_Your task:_
Write out, exactly as they appear, only the lines running from the line with "Where can you see the cloud?" to the final line of the listing; include both.

>> begin Dataset rows

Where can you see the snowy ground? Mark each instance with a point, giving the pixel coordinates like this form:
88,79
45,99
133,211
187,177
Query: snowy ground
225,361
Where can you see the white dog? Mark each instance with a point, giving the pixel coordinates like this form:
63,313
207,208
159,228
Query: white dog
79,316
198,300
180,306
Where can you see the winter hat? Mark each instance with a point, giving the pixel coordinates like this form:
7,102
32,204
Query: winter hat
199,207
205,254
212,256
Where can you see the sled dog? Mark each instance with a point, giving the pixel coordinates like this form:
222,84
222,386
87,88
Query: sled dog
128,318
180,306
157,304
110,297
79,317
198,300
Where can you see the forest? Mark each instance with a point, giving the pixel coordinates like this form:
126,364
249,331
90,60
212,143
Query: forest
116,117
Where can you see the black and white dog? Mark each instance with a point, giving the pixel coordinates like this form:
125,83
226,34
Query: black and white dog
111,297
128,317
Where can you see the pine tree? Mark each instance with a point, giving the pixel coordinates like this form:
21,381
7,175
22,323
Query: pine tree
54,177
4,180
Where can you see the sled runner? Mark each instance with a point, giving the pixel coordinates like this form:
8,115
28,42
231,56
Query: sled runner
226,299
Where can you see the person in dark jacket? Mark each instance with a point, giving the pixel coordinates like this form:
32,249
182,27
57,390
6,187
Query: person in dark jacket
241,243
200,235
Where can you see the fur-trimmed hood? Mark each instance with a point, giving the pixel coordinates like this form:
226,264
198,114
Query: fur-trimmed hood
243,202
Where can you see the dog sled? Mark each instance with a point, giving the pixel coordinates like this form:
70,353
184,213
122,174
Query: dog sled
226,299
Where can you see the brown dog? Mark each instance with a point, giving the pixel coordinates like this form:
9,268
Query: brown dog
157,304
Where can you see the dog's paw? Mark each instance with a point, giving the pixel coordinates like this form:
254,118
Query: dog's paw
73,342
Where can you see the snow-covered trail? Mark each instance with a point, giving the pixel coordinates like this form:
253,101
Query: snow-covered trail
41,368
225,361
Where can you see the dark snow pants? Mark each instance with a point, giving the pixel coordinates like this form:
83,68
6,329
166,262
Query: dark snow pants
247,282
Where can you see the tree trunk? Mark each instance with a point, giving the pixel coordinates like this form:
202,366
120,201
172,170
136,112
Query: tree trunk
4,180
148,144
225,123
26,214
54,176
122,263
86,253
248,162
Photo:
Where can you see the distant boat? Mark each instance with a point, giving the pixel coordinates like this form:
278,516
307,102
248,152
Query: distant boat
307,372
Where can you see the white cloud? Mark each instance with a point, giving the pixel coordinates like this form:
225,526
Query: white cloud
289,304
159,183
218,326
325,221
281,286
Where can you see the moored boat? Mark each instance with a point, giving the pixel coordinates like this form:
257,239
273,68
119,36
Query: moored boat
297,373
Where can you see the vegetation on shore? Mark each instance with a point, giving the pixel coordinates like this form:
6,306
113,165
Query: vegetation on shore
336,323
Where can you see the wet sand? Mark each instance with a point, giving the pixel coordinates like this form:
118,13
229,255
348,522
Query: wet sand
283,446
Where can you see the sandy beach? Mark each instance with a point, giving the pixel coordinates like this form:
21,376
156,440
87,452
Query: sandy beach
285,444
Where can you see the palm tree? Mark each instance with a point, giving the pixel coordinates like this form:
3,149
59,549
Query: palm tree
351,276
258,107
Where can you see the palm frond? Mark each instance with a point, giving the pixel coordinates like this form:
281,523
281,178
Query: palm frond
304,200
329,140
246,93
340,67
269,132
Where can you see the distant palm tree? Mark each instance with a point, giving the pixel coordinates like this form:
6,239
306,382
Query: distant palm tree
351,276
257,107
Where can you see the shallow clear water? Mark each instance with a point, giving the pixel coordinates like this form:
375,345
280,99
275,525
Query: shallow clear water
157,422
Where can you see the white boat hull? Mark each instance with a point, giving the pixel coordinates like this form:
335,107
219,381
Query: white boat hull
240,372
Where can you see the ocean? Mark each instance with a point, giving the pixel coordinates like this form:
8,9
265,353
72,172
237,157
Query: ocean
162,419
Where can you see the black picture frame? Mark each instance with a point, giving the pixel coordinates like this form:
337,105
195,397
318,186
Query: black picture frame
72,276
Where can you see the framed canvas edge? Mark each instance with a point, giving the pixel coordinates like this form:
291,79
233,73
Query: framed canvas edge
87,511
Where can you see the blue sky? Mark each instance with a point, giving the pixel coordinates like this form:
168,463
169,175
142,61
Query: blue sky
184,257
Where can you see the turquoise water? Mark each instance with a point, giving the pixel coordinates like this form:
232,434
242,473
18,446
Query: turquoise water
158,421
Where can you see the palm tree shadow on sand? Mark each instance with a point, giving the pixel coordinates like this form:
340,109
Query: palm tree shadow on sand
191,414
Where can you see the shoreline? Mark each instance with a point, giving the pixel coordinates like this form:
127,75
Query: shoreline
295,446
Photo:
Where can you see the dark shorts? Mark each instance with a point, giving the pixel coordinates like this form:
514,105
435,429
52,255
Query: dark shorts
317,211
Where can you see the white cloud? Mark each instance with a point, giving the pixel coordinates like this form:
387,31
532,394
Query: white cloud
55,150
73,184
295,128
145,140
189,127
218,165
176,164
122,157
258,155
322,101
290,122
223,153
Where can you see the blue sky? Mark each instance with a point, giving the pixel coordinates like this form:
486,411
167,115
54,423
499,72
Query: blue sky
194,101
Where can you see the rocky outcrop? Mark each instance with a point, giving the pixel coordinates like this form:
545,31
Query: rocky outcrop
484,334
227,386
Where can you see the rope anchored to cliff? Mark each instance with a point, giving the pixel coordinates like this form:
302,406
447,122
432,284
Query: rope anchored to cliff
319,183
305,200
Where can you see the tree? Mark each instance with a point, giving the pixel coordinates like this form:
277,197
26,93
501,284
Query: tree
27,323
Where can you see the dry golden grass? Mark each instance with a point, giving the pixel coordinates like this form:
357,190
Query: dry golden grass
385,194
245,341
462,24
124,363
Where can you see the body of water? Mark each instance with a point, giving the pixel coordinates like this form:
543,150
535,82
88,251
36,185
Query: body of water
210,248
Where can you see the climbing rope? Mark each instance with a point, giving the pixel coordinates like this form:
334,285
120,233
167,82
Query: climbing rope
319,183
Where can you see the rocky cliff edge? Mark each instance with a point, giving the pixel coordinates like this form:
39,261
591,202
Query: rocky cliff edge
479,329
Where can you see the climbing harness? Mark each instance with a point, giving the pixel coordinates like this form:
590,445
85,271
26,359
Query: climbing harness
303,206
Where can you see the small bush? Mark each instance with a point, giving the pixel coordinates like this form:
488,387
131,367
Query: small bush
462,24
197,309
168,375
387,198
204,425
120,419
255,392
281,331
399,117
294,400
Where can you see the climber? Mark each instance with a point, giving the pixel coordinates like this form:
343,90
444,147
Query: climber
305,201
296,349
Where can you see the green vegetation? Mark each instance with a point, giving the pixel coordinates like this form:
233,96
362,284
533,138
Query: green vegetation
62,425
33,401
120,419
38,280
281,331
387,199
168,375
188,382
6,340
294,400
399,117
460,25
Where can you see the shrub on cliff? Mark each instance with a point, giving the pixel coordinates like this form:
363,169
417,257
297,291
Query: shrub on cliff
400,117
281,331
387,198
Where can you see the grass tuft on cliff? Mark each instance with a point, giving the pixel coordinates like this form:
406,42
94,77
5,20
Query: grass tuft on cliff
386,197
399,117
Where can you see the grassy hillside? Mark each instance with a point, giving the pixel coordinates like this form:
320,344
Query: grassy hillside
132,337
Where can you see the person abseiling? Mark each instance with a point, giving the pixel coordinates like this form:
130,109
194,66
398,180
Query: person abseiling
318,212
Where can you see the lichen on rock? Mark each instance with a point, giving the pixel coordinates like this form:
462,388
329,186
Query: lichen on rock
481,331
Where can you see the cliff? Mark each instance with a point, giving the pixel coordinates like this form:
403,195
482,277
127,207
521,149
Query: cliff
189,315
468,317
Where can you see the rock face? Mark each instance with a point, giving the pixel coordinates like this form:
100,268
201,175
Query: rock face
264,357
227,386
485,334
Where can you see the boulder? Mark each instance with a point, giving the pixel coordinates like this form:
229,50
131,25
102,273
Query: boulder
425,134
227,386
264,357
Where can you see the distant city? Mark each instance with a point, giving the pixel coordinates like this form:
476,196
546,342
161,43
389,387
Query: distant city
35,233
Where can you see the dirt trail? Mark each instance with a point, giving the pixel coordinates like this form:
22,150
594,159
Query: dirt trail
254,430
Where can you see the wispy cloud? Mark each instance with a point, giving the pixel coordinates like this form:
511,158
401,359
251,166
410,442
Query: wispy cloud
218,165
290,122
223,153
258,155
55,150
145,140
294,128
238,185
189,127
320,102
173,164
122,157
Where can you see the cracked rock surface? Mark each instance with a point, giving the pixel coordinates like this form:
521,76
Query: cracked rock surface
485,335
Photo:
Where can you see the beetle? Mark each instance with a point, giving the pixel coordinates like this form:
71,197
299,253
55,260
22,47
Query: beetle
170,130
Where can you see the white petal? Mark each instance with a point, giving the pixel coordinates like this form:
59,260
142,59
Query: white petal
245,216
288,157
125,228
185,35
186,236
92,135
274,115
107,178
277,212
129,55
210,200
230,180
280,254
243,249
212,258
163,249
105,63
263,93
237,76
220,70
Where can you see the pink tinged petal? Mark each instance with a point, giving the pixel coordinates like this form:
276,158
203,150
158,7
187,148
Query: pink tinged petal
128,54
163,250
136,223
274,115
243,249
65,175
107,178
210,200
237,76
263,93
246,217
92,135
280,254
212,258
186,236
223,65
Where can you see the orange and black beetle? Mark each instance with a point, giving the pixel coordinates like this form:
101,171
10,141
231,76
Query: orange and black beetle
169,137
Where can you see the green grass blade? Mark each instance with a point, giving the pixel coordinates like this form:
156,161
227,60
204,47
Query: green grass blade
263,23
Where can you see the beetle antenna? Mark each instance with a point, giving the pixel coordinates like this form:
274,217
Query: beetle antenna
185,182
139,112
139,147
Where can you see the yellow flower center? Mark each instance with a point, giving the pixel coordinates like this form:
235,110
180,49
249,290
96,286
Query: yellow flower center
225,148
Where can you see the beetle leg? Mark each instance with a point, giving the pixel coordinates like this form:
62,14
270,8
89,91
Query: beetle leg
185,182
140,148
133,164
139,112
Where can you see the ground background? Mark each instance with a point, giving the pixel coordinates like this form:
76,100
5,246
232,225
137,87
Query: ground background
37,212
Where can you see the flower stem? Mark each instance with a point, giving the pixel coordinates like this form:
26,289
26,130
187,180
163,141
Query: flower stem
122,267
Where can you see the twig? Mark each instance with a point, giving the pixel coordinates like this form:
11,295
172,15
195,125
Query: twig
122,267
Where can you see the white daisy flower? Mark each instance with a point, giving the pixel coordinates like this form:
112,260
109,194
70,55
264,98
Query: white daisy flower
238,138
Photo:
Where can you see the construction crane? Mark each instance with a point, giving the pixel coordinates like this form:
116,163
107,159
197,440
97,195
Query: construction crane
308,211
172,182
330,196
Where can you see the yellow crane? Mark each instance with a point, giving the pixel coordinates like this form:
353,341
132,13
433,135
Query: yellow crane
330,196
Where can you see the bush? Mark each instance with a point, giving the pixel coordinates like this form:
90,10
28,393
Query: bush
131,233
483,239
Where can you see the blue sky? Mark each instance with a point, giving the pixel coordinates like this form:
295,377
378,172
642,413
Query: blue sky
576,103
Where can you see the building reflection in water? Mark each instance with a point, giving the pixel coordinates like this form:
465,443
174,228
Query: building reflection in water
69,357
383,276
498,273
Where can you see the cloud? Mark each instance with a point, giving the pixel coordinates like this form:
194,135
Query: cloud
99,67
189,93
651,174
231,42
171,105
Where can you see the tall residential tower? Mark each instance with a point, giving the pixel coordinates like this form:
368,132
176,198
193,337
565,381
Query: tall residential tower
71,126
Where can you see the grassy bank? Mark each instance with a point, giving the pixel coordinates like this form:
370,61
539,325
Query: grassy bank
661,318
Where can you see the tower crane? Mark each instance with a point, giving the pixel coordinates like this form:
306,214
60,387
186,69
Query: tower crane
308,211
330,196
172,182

>> end Dataset rows

_Correct output:_
Where can you see the cloud? Mark each instance with a point, giving the pixel coordinates like this form:
194,135
Query: cloud
99,67
189,93
651,174
231,42
171,105
Where can you see the tall residential tower? Mark each instance with a point, giving the pixel coordinates like this form:
368,132
176,198
193,337
565,381
Query: tall residential tower
71,126
Where can you see the grassy bank? Mark each instance with a point, giving the pixel coordinates like this form:
370,61
539,325
Query: grassy bank
661,318
Where can you see the tower crane? Mark each instance with a point, giving the pixel coordinates like this form:
306,214
60,387
186,69
Query: tower crane
308,211
330,196
172,182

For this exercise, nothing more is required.